→ **PASSAGE PROVIDED**
***
Project Based Learning Glossary

Agency: an attribute for self-improvement including the development of a growth mindset and taking ownership for one’s own learning.

Authentic Product: a product that has value beyond school and, preferably, an audience outside the school or classroom.

Authentic Learning: an instructional approach that allows students to explore, discuss, and meaningfully construct concepts and relationships in contexts that involve real-world problems and projects that are relevant to the learner.

Authenticity: projects use the context of the workplace and the community to teach academic and technical skills

Benchmark: steps on the way toward completing products. They are substantial tasks that every group/individual completes in order to mark progress toward finishing products. Benchmarks are used to provide formative feedback.

Critical Friends: a tuning protocol that provides a safe way for peers to share their work and get constructive feedback for improvement.

Culminating Event: this is the student-generated product made in response to the project’s entry event.

Critique and Revision: the project includes processes for students to give and receive feedback on the quality of their work, leading them to make revisions or conduct further inquiry.

21st Century Competencies: students build competencies valuable for today's world, such as problem solving, critical thinking, collaboration, communication, and creativity/innovation, which are explicitly taught and assessed.

Discovery Approach Learning: a type of Project Based Learning that shifts the focus away from the product, project, or presentation, and onto the learning itself.

Driving Question: project work is focused by an open-ended question that students understand and find intriguing, which captures their task or frames their exploration.
***
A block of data
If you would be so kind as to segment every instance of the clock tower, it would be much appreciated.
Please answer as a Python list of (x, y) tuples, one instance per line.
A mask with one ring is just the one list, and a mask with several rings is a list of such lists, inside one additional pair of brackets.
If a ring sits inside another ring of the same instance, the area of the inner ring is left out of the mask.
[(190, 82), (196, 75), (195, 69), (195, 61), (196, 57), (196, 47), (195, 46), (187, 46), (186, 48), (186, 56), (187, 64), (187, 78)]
***
→ **PROBLEM DETAILS**
Turn the glossary entry that begins "Benchmark: steps on the way" into a short bulleted list that keeps its main facts.

→ **FINISHED TASK**
- Benchmarks are steps toward completing products.
- They are substantial tasks that every group or individual completes to mark progress toward finishing products.
- They are used to provide formative feedback.